**Task goal**
Return the records, each one exactly as written.

** START **

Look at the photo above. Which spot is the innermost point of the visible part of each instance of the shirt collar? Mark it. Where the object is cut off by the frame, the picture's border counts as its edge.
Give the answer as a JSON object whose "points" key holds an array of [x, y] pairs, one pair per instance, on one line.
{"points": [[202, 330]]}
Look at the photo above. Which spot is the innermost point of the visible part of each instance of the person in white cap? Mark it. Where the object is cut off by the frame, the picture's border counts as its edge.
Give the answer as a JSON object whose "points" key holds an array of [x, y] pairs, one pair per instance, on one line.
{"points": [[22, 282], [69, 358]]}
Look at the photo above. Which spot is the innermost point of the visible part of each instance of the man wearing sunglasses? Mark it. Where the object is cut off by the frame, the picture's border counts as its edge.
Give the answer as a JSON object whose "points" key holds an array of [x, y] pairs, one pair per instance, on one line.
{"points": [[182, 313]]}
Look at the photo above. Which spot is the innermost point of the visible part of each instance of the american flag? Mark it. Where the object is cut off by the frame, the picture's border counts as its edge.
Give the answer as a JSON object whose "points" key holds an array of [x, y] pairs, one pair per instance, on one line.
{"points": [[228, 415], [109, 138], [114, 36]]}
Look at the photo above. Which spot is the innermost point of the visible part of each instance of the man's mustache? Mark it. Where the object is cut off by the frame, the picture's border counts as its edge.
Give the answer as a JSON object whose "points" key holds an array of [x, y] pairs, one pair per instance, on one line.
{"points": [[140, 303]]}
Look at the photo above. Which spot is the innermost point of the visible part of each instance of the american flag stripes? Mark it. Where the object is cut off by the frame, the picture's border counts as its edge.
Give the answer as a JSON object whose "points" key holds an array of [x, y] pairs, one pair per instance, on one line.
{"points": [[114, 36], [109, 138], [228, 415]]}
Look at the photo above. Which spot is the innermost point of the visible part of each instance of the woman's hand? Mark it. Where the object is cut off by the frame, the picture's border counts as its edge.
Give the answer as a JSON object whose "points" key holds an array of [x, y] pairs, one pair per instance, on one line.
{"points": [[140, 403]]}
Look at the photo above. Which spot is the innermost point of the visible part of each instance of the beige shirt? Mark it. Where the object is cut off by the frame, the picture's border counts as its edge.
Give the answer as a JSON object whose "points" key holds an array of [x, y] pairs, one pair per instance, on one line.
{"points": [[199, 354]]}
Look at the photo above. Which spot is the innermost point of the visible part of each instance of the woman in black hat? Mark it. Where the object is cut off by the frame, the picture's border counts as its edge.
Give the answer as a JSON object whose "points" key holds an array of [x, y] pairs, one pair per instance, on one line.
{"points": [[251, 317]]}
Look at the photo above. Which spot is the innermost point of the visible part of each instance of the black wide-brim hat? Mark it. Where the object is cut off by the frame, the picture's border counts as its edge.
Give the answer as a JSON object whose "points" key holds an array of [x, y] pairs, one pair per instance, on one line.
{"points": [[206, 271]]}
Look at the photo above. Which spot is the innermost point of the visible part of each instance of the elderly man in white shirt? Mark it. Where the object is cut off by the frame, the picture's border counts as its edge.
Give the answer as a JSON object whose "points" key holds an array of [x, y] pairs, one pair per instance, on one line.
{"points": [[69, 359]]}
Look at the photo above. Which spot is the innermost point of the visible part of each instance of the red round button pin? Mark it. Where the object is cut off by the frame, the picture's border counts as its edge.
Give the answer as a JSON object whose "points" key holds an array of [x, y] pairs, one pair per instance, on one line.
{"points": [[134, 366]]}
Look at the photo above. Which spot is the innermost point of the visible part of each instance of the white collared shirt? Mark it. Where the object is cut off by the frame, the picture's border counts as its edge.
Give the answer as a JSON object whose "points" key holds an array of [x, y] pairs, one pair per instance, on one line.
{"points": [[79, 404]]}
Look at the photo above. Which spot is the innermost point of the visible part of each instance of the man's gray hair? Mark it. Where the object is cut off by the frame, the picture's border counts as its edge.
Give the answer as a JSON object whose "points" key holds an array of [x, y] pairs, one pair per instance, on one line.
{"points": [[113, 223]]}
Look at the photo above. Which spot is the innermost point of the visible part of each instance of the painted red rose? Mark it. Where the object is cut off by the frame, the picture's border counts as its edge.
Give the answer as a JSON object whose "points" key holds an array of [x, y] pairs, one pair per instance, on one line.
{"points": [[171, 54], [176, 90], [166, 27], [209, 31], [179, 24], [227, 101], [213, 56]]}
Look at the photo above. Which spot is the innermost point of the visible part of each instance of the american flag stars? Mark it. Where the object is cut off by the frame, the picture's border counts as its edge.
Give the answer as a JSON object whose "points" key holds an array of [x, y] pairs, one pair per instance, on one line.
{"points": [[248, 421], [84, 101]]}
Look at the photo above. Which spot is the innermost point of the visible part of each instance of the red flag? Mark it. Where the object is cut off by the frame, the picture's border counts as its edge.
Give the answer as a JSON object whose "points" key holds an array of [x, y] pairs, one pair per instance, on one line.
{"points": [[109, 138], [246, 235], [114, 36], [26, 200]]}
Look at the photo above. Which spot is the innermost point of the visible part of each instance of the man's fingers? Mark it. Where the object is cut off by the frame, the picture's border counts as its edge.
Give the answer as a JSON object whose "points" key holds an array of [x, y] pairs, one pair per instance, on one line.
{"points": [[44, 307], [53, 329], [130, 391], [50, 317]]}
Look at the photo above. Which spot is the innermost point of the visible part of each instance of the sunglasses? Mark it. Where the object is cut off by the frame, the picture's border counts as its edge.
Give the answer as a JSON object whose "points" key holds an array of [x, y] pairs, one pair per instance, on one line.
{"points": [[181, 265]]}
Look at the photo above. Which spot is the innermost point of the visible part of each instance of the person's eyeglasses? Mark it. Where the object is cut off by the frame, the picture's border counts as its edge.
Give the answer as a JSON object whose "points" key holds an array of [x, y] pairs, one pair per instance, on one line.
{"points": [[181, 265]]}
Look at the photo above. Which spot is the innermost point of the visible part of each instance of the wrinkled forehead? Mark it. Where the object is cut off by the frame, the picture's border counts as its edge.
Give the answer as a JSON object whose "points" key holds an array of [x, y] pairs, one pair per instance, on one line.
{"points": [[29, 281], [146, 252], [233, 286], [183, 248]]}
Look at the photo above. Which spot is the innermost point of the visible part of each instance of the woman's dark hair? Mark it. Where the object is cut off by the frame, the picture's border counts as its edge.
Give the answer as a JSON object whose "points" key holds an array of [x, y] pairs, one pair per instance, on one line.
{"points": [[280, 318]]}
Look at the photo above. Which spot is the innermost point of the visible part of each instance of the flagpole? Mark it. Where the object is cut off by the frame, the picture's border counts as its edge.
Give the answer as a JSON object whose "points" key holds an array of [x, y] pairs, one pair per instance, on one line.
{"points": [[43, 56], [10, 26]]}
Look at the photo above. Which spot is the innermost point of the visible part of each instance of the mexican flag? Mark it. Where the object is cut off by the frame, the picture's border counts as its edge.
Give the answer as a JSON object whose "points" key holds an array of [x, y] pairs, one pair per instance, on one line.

** END **

**Output of the task**
Look at the photo above. Which spot is the innermost point of the visible part of each instance of the shirt collar? Mark it. Where the object is cut off by the frame, the picture's border counts as its edge.
Give the answer as a JSON object whose "points" key holds an array of [x, y] pairs, one pair per instance, on one line.
{"points": [[202, 330]]}
Look at the photo above. Which spot is the innermost point of the visible part of each instance of the person in white cap? Mark it. Where the object is cut off by the frame, the picture's border counts as its edge.
Give the answer as a JSON object whose "points" key holds an array of [x, y] pairs, one pair per instance, on one line.
{"points": [[22, 282], [69, 358]]}
Look at the photo above. Which spot is the innermost point of the visible part of each instance of the man wearing sunglasses? Mark it. Where the object is cut off by the frame, the picture's border counts as its edge.
Give the answer as a JSON object whose "points" key holds an array of [x, y] pairs, one pair per instance, on one line.
{"points": [[182, 313]]}
Look at the photo above. Which spot is the innermost point of the visible part of each instance of the american flag? Mark it. Where the object is cut off by the frame, the picture's border counts as its edge.
Give the answer as a JSON object whose "points" key holds an array of [x, y] pairs, one pair per instance, on one line.
{"points": [[228, 415], [109, 138], [114, 36]]}
Look at the photo above. Which spot is the innermost point of the visible part of each instance of the man's mustache? Mark it. Where the object is cut off by the frame, the picture's border counts as its edge.
Give the answer as a JSON object whose "points" key holds an array of [x, y] pairs, one pair per instance, on one line.
{"points": [[140, 303]]}
Look at the photo above. Which spot is the innermost point of the visible part of each instance of the american flag stripes? Mark it. Where the object is cut off by the frame, the picture's border counts as its edge.
Give the answer as a JSON object whose "points" key holds an array of [x, y] pairs, one pair per instance, on one line.
{"points": [[114, 36], [109, 138], [228, 415]]}
Look at the photo above. Which spot is the innermost point of the visible part of each instance of the woman's hand? Mark it. Where the object is cut off by the frame, the picture's border counts as its edge.
Give the answer as a JSON object whose "points" key holds an array of [x, y] pairs, one pair per instance, on one line.
{"points": [[140, 403]]}
Look at the photo above. Which spot is the innermost point of the visible part of each instance of the beige shirt? Mark it. Where the object is cut off by the frame, the picture's border counts as its edge.
Give the answer as a JSON object whose "points" key holds an array of [x, y] pairs, one pair per instance, on one line.
{"points": [[199, 354]]}
Look at the photo above. Which spot is the innermost point of the visible part of each instance of the woman in black hat? Mark it. Where the object is cut off by the frame, the picture's border counts as its edge.
Give the answer as a JSON object whose "points" key holds an array of [x, y] pairs, one pair per instance, on one line.
{"points": [[251, 317]]}
Look at the photo above. Which spot is the innermost point of the visible part of each instance of the black wide-brim hat? Mark it. Where the object is cut off by the frame, the picture's border counts as its edge.
Give the answer as a JSON object whose "points" key holds an array of [x, y] pairs, one pair per instance, on one line.
{"points": [[206, 271]]}
Look at the photo above. Which spot is the innermost point of the visible part of each instance of the elderly man in white shirt? Mark it. Where the object is cut off by the frame, the picture's border counts as its edge.
Give the answer as a JSON object whose "points" key holds an array of [x, y] pairs, one pair per instance, on one line.
{"points": [[69, 359]]}
Look at the photo above. Which spot is the innermost point of the visible part of each instance of the red round button pin? Mark it. Where the object is cut off by the frame, the picture's border counts as its edge.
Give the answer as a JSON object whose "points" key holds an array of [x, y] pairs, one pair per instance, on one line.
{"points": [[134, 366]]}
Look at the photo above. Which spot is the innermost point of the visible part of each instance of the white collared shirt? Mark it. Where the object is cut off by the frame, the picture's border counts as its edge.
Give the answer as a JSON object whose "points" key holds an array of [x, y] pairs, one pair per instance, on one line.
{"points": [[79, 404]]}
Look at the photo above. Which spot is the innermost point of the visible part of each instance of the man's gray hair? Mark it. Where the object is cut off by the frame, the picture's border counts as its edge.
Give the answer as a JSON object whose "points" key holds an array of [x, y] pairs, one pair per instance, on one line.
{"points": [[113, 223]]}
Look at the photo above. Which spot is the innermost point of the visible part of each instance of the painted red rose? Mark it. Where the object is cut off by the frame, the picture's border counts as its edge.
Give the answer as a JSON object whose "points" key holds an array of [x, y] pairs, one pair per instance, on one line.
{"points": [[171, 54], [176, 90], [166, 27], [209, 31], [179, 24], [227, 101], [213, 56]]}
Look at the photo above. Which spot is the innermost point of the visible part of each instance of the american flag stars? Mark it. Where the object is cut off by the frame, the picture's border counts as its edge.
Give the answer as a JSON object whose "points" key holds an array of [x, y] pairs, one pair per instance, on one line.
{"points": [[248, 421], [84, 101]]}
Look at the photo above. Which spot is the innermost point of the visible part of each instance of the red flag? Mark it. Where the object is cut off by the frame, the picture's border counts as its edge.
Give the answer as a JSON object whose "points" key holds an array of [x, y] pairs, one pair per instance, on one line.
{"points": [[109, 138], [246, 235], [114, 36], [26, 200]]}
Look at the photo above. Which spot is the innermost point of the visible part of each instance of the man's fingers? Mark it. Where the object is cut off by the frame, the picture's border counts as its edge.
Give the answer as a JSON object whose "points" key holds an array of [x, y] pairs, one pair per instance, on one line.
{"points": [[44, 307], [53, 329], [130, 391], [50, 317]]}
Look at the photo above. Which spot is the innermost point of the visible part of each instance of the sunglasses? Mark it. Where the object is cut off by the frame, the picture's border counts as its edge.
Give the answer as a JSON object whose "points" key holds an array of [x, y] pairs, one pair per instance, on one line.
{"points": [[181, 265]]}
Look at the photo above. Which spot is the innermost point of the visible part of each instance of the person's eyeglasses? Mark it. Where the object is cut off by the frame, the picture's border counts as its edge.
Give the answer as a JSON object whose "points" key holds an array of [x, y] pairs, one pair per instance, on one line.
{"points": [[181, 265]]}
Look at the photo above. Which spot is the innermost point of the visible part of each instance of the wrinkled forehead? Mark it. Where the object is cut off by the frame, the picture's border counts as its edge.
Give the answer as a JSON object whose "points" key holds an array of [x, y] pairs, one pair per instance, on one line.
{"points": [[29, 281], [146, 252], [233, 286], [183, 248]]}
Look at the photo above. Which spot is the innermost point of the visible part of each instance of the woman's dark hair? Mark it. Where the object is cut off by the frame, the picture's border counts as its edge.
Give the answer as a JSON object whose "points" key holds an array of [x, y] pairs, one pair per instance, on one line.
{"points": [[280, 318]]}
Look at the photo above. Which spot is the innermost point of the visible part of each instance of the flagpole? Mark it. Where the object is cut off by the frame, the picture's border counts as its edge.
Give the answer as a JSON object whose "points" key holds an array of [x, y] pairs, one pair per instance, on one line.
{"points": [[43, 56], [10, 26]]}
Look at the photo above. Which spot is the innermost point of the visible part of each instance of the mexican flag? Mark it. Where the object is cut off by the frame, the picture's border counts as its edge.
Give the answer as a JSON object whose "points" key holds an array of [x, y] pairs, one pair per instance, on one line.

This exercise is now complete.